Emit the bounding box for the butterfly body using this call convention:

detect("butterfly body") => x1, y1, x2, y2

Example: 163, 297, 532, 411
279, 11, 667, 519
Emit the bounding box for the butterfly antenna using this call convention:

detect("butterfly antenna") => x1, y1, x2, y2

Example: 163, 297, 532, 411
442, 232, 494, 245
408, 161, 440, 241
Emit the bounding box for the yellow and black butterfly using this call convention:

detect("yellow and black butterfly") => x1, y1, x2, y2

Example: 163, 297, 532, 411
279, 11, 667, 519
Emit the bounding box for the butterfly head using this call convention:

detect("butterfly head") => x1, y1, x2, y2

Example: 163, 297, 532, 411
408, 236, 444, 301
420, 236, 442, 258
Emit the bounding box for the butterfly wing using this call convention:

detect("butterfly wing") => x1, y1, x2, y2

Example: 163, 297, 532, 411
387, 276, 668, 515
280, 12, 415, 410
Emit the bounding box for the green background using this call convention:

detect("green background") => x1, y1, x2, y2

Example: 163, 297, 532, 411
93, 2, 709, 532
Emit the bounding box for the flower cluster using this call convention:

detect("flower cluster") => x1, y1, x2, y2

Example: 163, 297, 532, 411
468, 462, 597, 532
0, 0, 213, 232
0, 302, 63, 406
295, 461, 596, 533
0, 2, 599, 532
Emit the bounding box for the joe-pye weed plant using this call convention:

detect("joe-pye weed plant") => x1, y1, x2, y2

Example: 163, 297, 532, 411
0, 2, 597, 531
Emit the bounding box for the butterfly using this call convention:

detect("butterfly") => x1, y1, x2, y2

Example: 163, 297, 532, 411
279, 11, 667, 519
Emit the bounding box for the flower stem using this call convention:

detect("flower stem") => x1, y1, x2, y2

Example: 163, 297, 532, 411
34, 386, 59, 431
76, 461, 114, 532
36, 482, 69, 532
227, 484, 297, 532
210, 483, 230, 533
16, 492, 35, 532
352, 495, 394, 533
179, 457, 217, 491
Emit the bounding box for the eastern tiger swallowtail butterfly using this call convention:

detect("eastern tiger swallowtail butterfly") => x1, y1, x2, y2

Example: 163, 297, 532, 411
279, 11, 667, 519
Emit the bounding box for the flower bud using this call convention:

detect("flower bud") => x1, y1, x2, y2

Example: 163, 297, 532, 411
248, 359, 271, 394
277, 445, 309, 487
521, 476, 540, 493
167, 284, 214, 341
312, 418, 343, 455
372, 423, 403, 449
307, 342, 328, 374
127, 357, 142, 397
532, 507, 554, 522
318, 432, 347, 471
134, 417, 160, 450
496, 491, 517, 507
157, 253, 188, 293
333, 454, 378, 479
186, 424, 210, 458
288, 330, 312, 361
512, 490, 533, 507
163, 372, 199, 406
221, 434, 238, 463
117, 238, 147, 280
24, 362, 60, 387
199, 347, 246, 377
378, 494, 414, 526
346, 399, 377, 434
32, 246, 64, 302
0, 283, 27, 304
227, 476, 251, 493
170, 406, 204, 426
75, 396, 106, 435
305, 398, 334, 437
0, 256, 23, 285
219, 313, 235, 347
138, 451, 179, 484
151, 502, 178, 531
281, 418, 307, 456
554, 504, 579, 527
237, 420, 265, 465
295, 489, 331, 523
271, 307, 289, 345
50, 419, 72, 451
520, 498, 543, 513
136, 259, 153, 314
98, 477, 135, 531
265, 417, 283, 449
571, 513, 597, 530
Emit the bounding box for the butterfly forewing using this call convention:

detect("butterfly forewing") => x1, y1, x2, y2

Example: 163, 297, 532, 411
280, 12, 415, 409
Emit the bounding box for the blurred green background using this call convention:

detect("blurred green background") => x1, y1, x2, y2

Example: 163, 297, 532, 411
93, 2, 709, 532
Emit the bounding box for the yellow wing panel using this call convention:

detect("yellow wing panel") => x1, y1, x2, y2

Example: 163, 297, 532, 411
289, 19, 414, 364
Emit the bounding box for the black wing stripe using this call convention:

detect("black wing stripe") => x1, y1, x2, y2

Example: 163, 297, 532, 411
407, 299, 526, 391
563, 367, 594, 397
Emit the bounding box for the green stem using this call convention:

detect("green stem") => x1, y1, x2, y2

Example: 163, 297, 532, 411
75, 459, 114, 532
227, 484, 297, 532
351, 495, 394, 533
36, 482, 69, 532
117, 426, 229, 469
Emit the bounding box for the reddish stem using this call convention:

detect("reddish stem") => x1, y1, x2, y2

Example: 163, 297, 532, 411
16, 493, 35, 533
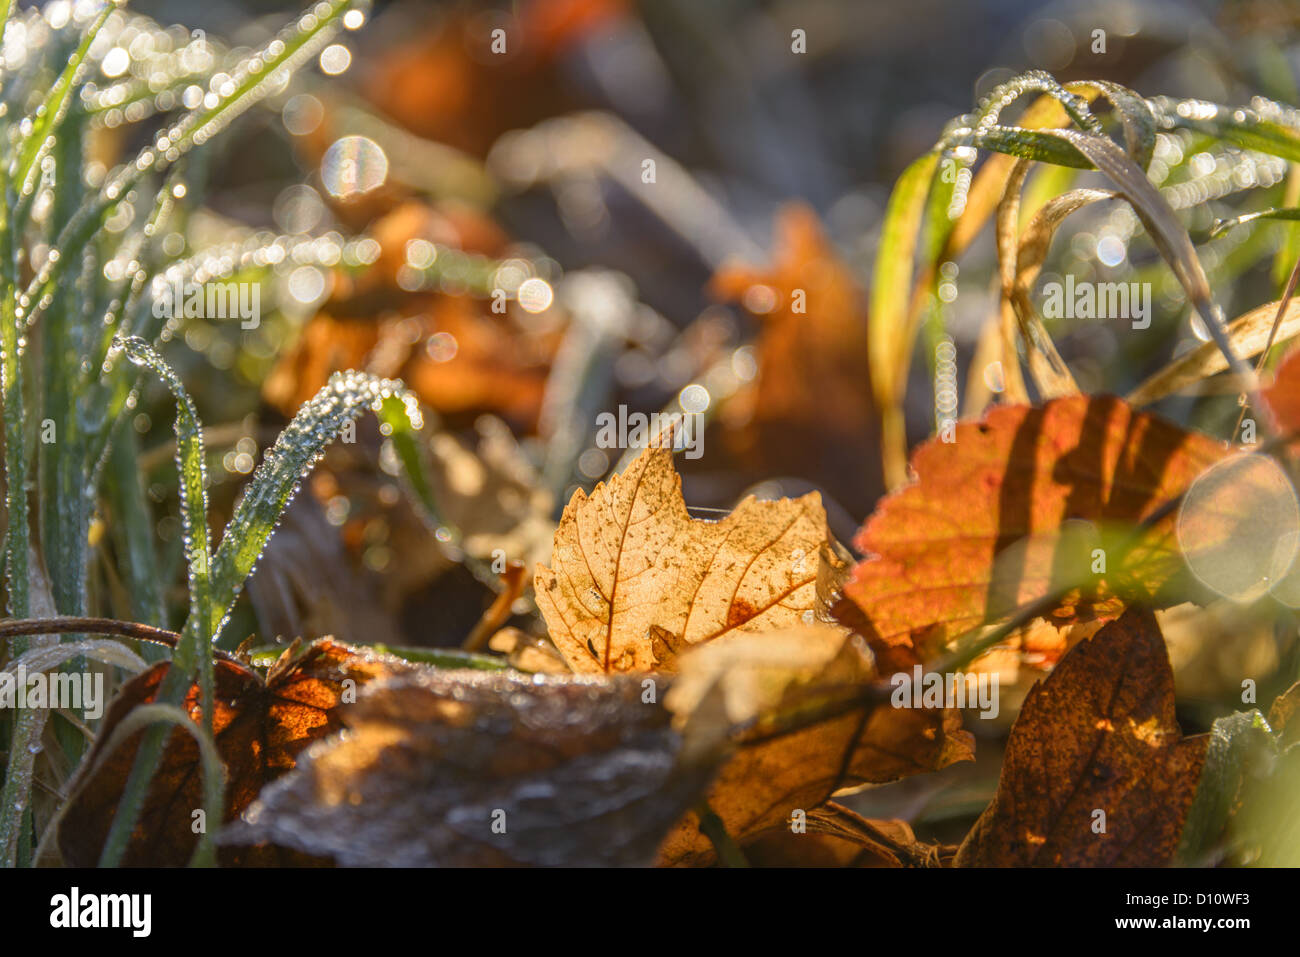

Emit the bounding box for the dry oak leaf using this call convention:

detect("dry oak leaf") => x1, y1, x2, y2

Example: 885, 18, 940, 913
58, 639, 414, 867
535, 443, 832, 673
656, 624, 972, 866
840, 395, 1228, 670
955, 607, 1210, 866
221, 669, 717, 867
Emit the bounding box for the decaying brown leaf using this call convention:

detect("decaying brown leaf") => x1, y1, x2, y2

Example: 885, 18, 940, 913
532, 446, 972, 863
1269, 680, 1300, 749
58, 640, 413, 866
742, 803, 949, 867
956, 607, 1210, 866
221, 669, 719, 866
535, 443, 833, 673
657, 624, 972, 865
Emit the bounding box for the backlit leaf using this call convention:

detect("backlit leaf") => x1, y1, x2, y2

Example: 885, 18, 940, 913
58, 639, 412, 866
955, 608, 1210, 866
840, 396, 1228, 662
535, 443, 833, 674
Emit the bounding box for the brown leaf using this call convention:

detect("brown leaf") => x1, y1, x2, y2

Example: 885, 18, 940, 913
839, 396, 1229, 669
534, 443, 833, 673
220, 669, 718, 866
58, 640, 412, 866
709, 203, 883, 516
657, 625, 972, 865
362, 0, 630, 158
742, 803, 949, 867
1269, 680, 1300, 749
263, 203, 558, 434
955, 607, 1210, 866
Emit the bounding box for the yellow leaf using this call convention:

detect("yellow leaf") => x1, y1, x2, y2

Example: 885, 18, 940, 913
535, 443, 830, 673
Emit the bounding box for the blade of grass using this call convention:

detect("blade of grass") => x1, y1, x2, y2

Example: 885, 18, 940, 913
1152, 96, 1300, 164
1128, 297, 1300, 405
100, 337, 216, 867
206, 373, 423, 643
870, 151, 938, 488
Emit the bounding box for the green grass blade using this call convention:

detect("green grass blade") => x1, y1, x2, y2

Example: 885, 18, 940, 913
114, 337, 212, 667
21, 0, 360, 330
205, 373, 420, 643
0, 299, 29, 623
11, 0, 113, 199
1211, 206, 1300, 237
101, 337, 218, 867
869, 150, 938, 486
1152, 96, 1300, 164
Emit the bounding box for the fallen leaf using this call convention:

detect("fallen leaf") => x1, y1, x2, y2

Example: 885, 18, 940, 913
657, 625, 972, 865
1263, 345, 1300, 434
220, 669, 718, 866
58, 640, 413, 866
263, 203, 558, 434
487, 626, 570, 674
709, 204, 883, 517
839, 396, 1228, 668
363, 0, 629, 158
535, 443, 833, 673
955, 607, 1210, 866
742, 803, 949, 867
1269, 680, 1300, 748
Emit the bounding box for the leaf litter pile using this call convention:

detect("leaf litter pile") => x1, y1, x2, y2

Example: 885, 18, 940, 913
3, 0, 1300, 870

**TO DO**
Send back every line above exactly, skipping all pictures.

**SOLUTION FOR THIS PROBLEM**
Emit the bounding box for the butterfly body using this call convention:

detect("butterfly body") => x1, y1, x2, y2

Example: 163, 297, 532, 411
279, 11, 667, 519
Emit the bounding box for the butterfly antenna using this call convention:

detect("butterfly antenna") => x1, y1, x2, y2

Example: 163, 297, 532, 411
442, 232, 494, 245
408, 161, 440, 241
Emit the bounding box for the yellow and black butterfly using this call convention:

detect("yellow and black butterfly") => x1, y1, x2, y2

Example: 163, 297, 532, 411
279, 11, 667, 519
Emit the bounding box for the butterfly head using this call convention:

detect("butterfly head") => x1, y1, x2, y2

Example: 163, 297, 532, 411
408, 236, 444, 301
420, 236, 442, 258
Emit the bounding box for the butterfly wing using this call convention:

detect("butterfly wing") => x1, y1, x2, y2

Example: 163, 297, 532, 411
387, 276, 668, 515
280, 12, 415, 410
Emit the bounding box for the green background using this call convention:

detect("green background") => x1, y1, x2, y2

Example: 163, 297, 532, 411
93, 2, 709, 532
Emit the bounding box for the flower cluster using this call convention:

detect("flower cluster") => x1, y1, x2, y2

Example: 163, 297, 532, 411
468, 462, 597, 532
0, 0, 213, 232
0, 302, 63, 406
295, 461, 596, 533
0, 2, 599, 532
Emit the bounding box for the joe-pye weed plant using this call convention:

detect("joe-pye weed plant") => x1, y1, x2, y2

Example: 163, 297, 532, 411
0, 2, 597, 531
Emit the bounding box for the butterfly using this call convention:

detect("butterfly") => x1, y1, x2, y2

Example: 163, 297, 532, 411
279, 11, 667, 519
Emit the bounding box for the flower stem using this call convention:

detect("flower stem") => x1, y1, x2, y2

Example: 163, 297, 532, 411
34, 386, 59, 431
76, 461, 114, 532
36, 482, 69, 532
227, 484, 297, 532
210, 483, 230, 533
16, 492, 35, 532
352, 495, 394, 533
179, 457, 217, 491
Emit the bounding box for the eastern tiger swallowtail butterfly using this call convention:

detect("eastern tiger swallowtail butterfly") => x1, y1, x2, y2

Example: 163, 297, 532, 411
279, 11, 667, 519
Emit the bounding box for the flower bud using this call convention:

detect("flower bud") => x1, y1, x2, y2

Example: 163, 297, 532, 411
248, 359, 271, 394
277, 445, 309, 487
521, 476, 540, 493
167, 284, 214, 341
312, 418, 343, 455
372, 423, 403, 449
307, 342, 328, 374
127, 357, 142, 397
532, 507, 554, 522
318, 432, 347, 471
134, 417, 160, 450
496, 491, 517, 507
157, 253, 188, 293
333, 454, 378, 479
186, 424, 210, 458
288, 330, 312, 361
512, 490, 533, 507
163, 372, 199, 406
221, 434, 238, 463
117, 238, 147, 280
24, 362, 60, 387
199, 347, 246, 377
378, 494, 414, 526
346, 399, 377, 434
32, 246, 64, 302
0, 283, 27, 304
227, 476, 251, 493
170, 406, 204, 426
75, 396, 106, 435
305, 398, 334, 437
0, 256, 23, 285
219, 313, 235, 347
138, 451, 179, 484
151, 502, 178, 531
281, 418, 307, 456
554, 504, 579, 527
237, 420, 265, 465
295, 489, 331, 523
271, 307, 289, 345
50, 419, 72, 451
520, 498, 543, 513
136, 259, 153, 314
98, 477, 135, 531
265, 417, 283, 449
571, 513, 597, 530
Emit the bounding box for the butterfly forewing using this call convention:

detect("butterfly forewing") => x1, y1, x2, y2

Example: 163, 297, 532, 411
280, 12, 415, 409
Emit the bounding box for the blurred green background using this call convention:

detect("blurred green background") => x1, y1, x2, y2

Example: 163, 297, 532, 411
93, 2, 709, 532
Emit the bounding box for the yellow wing panel using this call convention:

detect("yellow wing panel") => x1, y1, x2, y2

Example: 163, 297, 532, 411
289, 19, 414, 364
Emit the bounding box for the black wing stripe using this call convention:

detect("black wing stripe") => x1, y1, x2, y2

Example: 163, 297, 532, 411
407, 299, 526, 391
563, 367, 594, 397
Emit the bounding box for the green stem using this call convention:

detect("green stem") => x1, y1, x2, y2

Example: 163, 297, 532, 411
75, 459, 114, 532
227, 484, 297, 532
351, 495, 394, 533
36, 482, 69, 532
117, 426, 229, 469
Emit the bounding box for the reddish stem using this call convention:

detect("reddish stem") => x1, y1, x2, y2

Example: 163, 297, 532, 411
16, 493, 35, 533

Emit the bounding box for the dry oak leaf using this call convention:

detect("dry oak leaf") => x1, y1, x2, y2

Example: 885, 18, 940, 913
58, 639, 414, 867
535, 443, 832, 673
656, 624, 972, 866
840, 395, 1228, 670
955, 607, 1210, 866
221, 669, 717, 867
Emit the bounding box for the decaying brown leaf using this call convention:

detect("decaying brown leaf") => x1, y1, x2, y2

Example: 885, 18, 940, 913
532, 446, 972, 863
1269, 680, 1300, 749
58, 640, 413, 866
742, 803, 949, 867
956, 607, 1210, 866
221, 669, 719, 866
535, 443, 833, 673
657, 624, 972, 865
Emit the bounding box for the backlit leaf using this call convention:

detect("backlit leaf") => x1, y1, x2, y2

Example: 885, 18, 940, 913
58, 639, 412, 866
955, 608, 1210, 866
840, 396, 1228, 662
535, 443, 833, 674
Emit the bounding box for the brown leaf using this call convention:

detect("brown leaf") => x1, y1, x2, y2

Example: 885, 18, 940, 913
839, 396, 1229, 669
534, 443, 833, 673
220, 669, 718, 866
58, 640, 412, 866
709, 203, 883, 516
657, 625, 972, 865
362, 0, 630, 158
742, 803, 949, 867
1269, 680, 1300, 749
263, 203, 558, 434
955, 607, 1210, 866
Emit the bounding box for the yellow leaf using this call convention:

detect("yellow leaf") => x1, y1, x2, y2

Example: 885, 18, 940, 913
535, 443, 830, 673
Emit the bounding box for the blade of grass using this call convention:

detect("blade of grass") => x1, y1, x2, y2

Example: 885, 18, 940, 913
1152, 96, 1300, 164
1128, 297, 1300, 405
100, 337, 216, 867
206, 373, 423, 643
870, 151, 938, 488
Emit the bounding box for the green grass blade using this call convention:

detect("green grass blade") => x1, y1, x2, y2

Example: 885, 18, 940, 913
114, 337, 212, 667
21, 0, 360, 330
205, 373, 420, 643
0, 299, 29, 623
11, 0, 113, 199
1211, 206, 1300, 237
101, 337, 218, 867
869, 150, 938, 486
1152, 96, 1300, 164
Emit the bounding box for the fallen leaf using this call convention:

detect("fallen leaf") => x1, y1, x2, y2

Example: 885, 18, 940, 913
657, 625, 972, 865
1263, 345, 1300, 434
220, 669, 718, 866
58, 640, 413, 866
263, 203, 558, 434
487, 626, 570, 674
709, 204, 883, 517
839, 396, 1228, 668
363, 0, 629, 158
535, 443, 833, 673
955, 607, 1210, 866
742, 803, 949, 867
1269, 680, 1300, 748
Emit the bounding box for the leaf litter pile using this call convention:

detect("leaf litter pile") => x1, y1, x2, y2

Example: 885, 18, 940, 913
3, 0, 1300, 870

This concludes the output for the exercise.